Goal
Extend the essay on copyright law's treatment of musical performers, beginning after its final sentence.

Reading passage
Economic Justice: Copyright Owners, Performers, and Users

By Edward Samuels


Comments prepared for a forum on "Economic Justice"

Faculty Presentation Day

New York Law School

April 3, 2002

[For a pdf version of this article, go to the
New York Law School Law Review site.]




            In recent years, most of the literature in the field of copyright has focused upon the rights of copyright owners versus the rights of copyright users. Although many others involved in the field of copyright seem to think that the balance has shifted in recent years either too much in favor of the copyright owners, or too much in favor of the copyright users, I believe that Congress has achieved a basically fair balance between the two extremes.


            What I'd like to explore today, however, is a different perspective that generally doesn't receive a lot of attention. I'm talking about the role of performers of copyrighted works, primarily recording artists. In theory, musicians are creators, or at least contribute to the creation, of many of the works that we enjoy. Music is written to be performed: it is practically worthless without the talented people who convert the abstract "musical" compositions into the performances that we hear and enjoy, either live or through recordings. So you might expect that copyright law would protect these co-creators of the works.


Yet, the sad fact is that musicians have not been served well by the laws of copyright. Although performers are creators, they usually perform other people's works. Under the laws of copyright, their interests are generally subordinate to the rights of the composers of the music they perform and to the rights of the recording companies that control the creation of the physical recordings.


            There are three major themes that emerge from the history of how copyright law treats performers of musical works. First, it has not protected the performers very well. Second, there have been several developments that were designed to create better rights for those who create sound recordings. And third, for various reasons, the performers have not usually gotten the benefits of such developments. Due partly to recent organizing and lobbying efforts by the recording artists themselves, the situation may be changing.


Performance rights in music


            Music wasn't protected under federal copyright law in the United States until 1831. In that year, Congress extended copyright to include music; but the right only covered the printing or sale of sheet music. In 1897, Congress for the first time created a performance right in musical works. This performance right granted the composers the exclusive right to "perform" (or to license for performance) their music publicly.[1] This amendment was great for the composers, who were thus encouraged to write music; but it didn't protect the rights of performers, who in fact now had to pay licenses to publicly perform the songs that were written by others.


Right to make sound recordings


            Back in 1909, Congress extended copyright in musical works to include the exclusive right to make mechanical reproductions of the music. However, fearing that a few companies might buy up many of the copyrights in musical works and extend their monopoly in musical works to a monopoly in sound recordings, Congress provided for what has come to be known as a "compulsory license." Under the compulsory license, any composer of a musical work can decide whether or not to allow anyone to make a recording of the song, and may charge the first performer whatever they can for the privilege of making the first recording. But after that first recording, anyone else may make their own recording of the same song for a set fee, initially set in the 1909 statute at 2 cents per song, and gradually increased to 8 cents per song in 2002.[2]


            In theory, the compulsory license helps performers by allowing them to make sound recordings of songs at set fees, so that the performers have access to the whole body of musical works when they make their recordings. However, the sound recording compulsory license can backfire on recording artists in several ways. First, most recording contracts provide that the artist has to pay the compulsory licensing fees from the artist's portion of the profits, which can frequently swallow up a large portion of the artists' potential profits. Second, the standard record contract treats as a "controlled composition" a musical work that was written by the performing artist, and usually provides that the artist, as composer, receives a lower fee for the "compulsory license" than would a separate composer. And third, if a performer records a hit, the compulsory license allows other performers to record the same song, sometimes with greater success than the original recording artist.

Given data
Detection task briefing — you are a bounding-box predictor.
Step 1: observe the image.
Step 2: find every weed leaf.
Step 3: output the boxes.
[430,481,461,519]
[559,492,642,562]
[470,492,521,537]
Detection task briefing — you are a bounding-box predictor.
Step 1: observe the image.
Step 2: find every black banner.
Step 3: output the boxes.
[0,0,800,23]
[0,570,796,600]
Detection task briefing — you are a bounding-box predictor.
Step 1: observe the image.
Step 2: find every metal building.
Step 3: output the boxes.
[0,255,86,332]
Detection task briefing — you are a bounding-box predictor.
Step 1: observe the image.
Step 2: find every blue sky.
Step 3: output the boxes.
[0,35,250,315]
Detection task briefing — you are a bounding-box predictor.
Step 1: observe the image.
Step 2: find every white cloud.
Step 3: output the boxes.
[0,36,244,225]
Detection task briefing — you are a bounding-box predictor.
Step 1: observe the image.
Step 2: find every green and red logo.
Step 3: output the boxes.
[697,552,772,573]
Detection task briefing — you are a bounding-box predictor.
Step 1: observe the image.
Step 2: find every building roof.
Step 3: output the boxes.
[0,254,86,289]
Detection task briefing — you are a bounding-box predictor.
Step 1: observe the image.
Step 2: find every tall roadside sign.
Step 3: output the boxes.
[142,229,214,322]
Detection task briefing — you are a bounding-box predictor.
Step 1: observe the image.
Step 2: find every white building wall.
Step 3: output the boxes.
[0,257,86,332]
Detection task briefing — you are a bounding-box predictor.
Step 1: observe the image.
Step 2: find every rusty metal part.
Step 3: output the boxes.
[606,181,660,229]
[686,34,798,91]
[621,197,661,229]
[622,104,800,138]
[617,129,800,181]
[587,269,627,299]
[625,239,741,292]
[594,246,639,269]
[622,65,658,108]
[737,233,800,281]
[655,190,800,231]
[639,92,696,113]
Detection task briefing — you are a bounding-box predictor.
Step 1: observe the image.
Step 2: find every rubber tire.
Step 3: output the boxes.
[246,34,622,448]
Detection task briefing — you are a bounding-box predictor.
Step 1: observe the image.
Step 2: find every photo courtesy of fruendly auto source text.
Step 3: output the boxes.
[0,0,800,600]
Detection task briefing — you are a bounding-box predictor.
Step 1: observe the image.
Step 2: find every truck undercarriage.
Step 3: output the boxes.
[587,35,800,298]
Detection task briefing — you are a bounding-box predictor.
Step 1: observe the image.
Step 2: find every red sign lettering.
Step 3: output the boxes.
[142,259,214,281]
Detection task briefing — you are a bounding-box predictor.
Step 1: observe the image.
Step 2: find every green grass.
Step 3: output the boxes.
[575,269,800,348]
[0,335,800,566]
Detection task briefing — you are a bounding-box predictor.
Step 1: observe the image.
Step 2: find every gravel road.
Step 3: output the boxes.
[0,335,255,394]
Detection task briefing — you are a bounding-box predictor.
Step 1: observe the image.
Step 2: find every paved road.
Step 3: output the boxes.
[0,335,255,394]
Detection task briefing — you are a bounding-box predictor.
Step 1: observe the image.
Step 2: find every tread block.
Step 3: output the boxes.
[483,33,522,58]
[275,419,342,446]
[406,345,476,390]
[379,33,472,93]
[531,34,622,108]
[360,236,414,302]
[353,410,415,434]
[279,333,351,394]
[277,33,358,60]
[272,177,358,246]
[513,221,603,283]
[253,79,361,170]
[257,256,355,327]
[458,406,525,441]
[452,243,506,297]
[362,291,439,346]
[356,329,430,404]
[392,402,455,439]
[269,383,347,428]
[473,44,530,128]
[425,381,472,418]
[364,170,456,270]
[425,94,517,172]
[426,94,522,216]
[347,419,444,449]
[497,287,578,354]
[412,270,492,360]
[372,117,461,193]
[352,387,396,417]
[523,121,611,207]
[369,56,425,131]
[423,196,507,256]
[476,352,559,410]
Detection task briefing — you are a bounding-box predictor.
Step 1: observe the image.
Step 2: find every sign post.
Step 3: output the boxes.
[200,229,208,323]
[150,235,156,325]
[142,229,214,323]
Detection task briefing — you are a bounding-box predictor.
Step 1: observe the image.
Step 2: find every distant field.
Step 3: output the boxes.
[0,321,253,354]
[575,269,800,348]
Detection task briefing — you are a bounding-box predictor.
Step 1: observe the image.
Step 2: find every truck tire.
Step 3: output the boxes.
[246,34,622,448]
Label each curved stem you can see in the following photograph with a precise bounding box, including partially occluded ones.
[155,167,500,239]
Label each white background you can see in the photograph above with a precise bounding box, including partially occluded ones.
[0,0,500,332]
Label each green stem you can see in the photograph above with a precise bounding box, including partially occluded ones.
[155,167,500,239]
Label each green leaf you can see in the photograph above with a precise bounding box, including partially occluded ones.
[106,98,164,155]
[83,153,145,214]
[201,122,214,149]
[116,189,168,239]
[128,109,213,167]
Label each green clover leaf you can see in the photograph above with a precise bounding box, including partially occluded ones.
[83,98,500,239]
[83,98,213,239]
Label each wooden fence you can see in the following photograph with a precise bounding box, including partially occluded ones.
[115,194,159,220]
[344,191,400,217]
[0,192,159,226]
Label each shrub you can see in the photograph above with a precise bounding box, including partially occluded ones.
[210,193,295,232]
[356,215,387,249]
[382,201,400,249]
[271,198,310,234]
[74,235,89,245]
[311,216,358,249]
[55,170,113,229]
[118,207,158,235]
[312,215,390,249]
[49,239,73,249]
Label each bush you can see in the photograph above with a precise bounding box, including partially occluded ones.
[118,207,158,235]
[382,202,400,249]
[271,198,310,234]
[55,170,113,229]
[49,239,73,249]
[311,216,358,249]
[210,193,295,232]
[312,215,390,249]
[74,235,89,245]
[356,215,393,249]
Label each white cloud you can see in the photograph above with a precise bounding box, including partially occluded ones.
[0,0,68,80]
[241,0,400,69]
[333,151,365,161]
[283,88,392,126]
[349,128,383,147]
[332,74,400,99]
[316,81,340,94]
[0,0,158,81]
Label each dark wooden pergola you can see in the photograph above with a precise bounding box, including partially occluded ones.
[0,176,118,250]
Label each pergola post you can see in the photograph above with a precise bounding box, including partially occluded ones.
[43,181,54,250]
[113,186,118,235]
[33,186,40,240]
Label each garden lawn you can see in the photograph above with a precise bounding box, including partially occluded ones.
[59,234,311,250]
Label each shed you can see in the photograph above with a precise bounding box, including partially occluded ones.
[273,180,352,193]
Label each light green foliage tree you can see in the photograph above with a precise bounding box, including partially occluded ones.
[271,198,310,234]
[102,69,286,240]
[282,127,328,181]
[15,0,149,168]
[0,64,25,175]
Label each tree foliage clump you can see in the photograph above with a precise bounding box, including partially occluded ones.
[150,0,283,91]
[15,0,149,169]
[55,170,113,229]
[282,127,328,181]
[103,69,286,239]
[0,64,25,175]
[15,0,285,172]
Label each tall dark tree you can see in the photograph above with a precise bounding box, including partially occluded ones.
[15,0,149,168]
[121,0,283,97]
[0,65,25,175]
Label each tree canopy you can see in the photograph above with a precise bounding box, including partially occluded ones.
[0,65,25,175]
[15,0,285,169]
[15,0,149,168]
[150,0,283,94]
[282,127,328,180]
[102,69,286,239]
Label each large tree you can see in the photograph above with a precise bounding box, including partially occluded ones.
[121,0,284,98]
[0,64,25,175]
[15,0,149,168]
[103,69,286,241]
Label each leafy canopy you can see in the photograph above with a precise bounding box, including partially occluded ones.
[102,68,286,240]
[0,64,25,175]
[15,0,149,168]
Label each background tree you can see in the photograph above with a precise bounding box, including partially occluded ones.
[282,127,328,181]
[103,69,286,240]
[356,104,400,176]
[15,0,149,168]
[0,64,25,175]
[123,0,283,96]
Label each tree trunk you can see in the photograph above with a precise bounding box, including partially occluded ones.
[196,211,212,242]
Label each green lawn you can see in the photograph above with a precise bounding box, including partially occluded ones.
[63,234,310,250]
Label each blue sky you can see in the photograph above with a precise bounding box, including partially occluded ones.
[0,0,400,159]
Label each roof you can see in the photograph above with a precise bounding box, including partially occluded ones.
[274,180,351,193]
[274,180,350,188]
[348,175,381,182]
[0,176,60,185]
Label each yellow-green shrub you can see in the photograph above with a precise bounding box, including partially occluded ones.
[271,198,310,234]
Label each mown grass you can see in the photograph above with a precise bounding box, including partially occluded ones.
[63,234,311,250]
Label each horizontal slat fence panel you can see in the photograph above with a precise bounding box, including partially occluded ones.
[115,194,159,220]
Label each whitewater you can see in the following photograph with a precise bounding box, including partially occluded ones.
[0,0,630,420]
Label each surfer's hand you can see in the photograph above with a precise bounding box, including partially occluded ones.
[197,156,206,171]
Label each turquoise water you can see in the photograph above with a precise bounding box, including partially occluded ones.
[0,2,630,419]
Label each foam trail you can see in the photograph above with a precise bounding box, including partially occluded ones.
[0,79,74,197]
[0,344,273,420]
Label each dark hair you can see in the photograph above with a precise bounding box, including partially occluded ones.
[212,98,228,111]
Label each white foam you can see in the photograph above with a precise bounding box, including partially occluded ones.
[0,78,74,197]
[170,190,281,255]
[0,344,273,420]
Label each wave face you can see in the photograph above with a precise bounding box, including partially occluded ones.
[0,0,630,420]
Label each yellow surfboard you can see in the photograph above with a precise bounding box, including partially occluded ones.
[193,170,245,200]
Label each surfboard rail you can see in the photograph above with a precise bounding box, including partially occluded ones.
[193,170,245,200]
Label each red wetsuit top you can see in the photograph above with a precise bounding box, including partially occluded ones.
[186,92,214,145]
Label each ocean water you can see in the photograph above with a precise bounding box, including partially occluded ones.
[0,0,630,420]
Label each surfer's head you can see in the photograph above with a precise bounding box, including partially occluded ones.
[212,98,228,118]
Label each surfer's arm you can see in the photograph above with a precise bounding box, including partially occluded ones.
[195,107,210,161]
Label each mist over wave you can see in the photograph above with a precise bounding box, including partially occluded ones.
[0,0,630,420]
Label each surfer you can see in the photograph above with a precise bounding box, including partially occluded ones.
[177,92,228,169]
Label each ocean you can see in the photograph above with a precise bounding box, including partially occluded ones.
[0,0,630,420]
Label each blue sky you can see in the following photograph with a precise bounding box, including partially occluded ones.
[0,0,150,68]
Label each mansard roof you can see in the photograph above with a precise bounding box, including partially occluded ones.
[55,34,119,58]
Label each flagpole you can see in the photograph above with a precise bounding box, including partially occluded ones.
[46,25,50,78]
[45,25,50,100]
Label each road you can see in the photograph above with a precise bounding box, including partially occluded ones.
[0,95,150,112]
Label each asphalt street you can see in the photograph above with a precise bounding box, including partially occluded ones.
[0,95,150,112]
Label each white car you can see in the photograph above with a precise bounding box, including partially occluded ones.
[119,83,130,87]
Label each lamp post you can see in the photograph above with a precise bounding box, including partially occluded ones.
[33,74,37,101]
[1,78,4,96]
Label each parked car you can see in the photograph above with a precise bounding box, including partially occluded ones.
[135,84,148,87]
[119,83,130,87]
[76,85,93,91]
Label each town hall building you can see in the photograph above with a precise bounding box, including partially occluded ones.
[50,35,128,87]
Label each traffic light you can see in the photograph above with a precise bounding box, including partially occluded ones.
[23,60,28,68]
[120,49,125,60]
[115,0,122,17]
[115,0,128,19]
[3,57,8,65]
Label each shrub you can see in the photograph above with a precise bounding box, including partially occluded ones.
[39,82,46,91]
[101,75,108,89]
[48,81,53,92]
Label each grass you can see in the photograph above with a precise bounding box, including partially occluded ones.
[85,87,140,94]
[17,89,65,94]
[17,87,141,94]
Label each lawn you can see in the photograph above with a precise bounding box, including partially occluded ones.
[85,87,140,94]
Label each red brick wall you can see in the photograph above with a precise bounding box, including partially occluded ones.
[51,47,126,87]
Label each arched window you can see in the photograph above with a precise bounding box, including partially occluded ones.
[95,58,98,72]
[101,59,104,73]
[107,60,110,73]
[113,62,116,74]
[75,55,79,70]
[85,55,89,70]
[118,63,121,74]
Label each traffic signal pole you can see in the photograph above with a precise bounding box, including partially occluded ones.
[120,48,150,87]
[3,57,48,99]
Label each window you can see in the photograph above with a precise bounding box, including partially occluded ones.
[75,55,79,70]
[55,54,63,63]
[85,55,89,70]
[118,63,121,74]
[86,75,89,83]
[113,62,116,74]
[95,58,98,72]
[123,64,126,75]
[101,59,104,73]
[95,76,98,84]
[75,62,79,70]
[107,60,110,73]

Result for this task
Sound recordings


            In 1972, largely in response to rampant record and tape piracy, Congress provided that sound recordings were eligible for copyright, in addition to the musical works that existed on the sound recordings. Since the performers are co-creators of the sound recordings, you might expect that they would end up owning at least a portion of the "sound recording" copyright. But that's not the way it works in the music business.


            The culprit that undermines the rights of performers in this case is the "work made for hire" doctrine. Most standard recording contracts  (as well as contracts in some other industries) provide that performers are "hired" to create a copyrighted work that is owned by the company. In 1976, Congress tightened the copyright statute's definition of "works for hire" to assure that fewer works would be treated as works for hire.[3] In particular, the doctrine would only apply for actual employees of companies, and for "independent contractors" in certain specified contexts. These specified contexts did not list "sound recordings," so that a party preparing a sound recording would not be treated as a worker for hire unless actually employed by the sound recording company (which most recording artists are not).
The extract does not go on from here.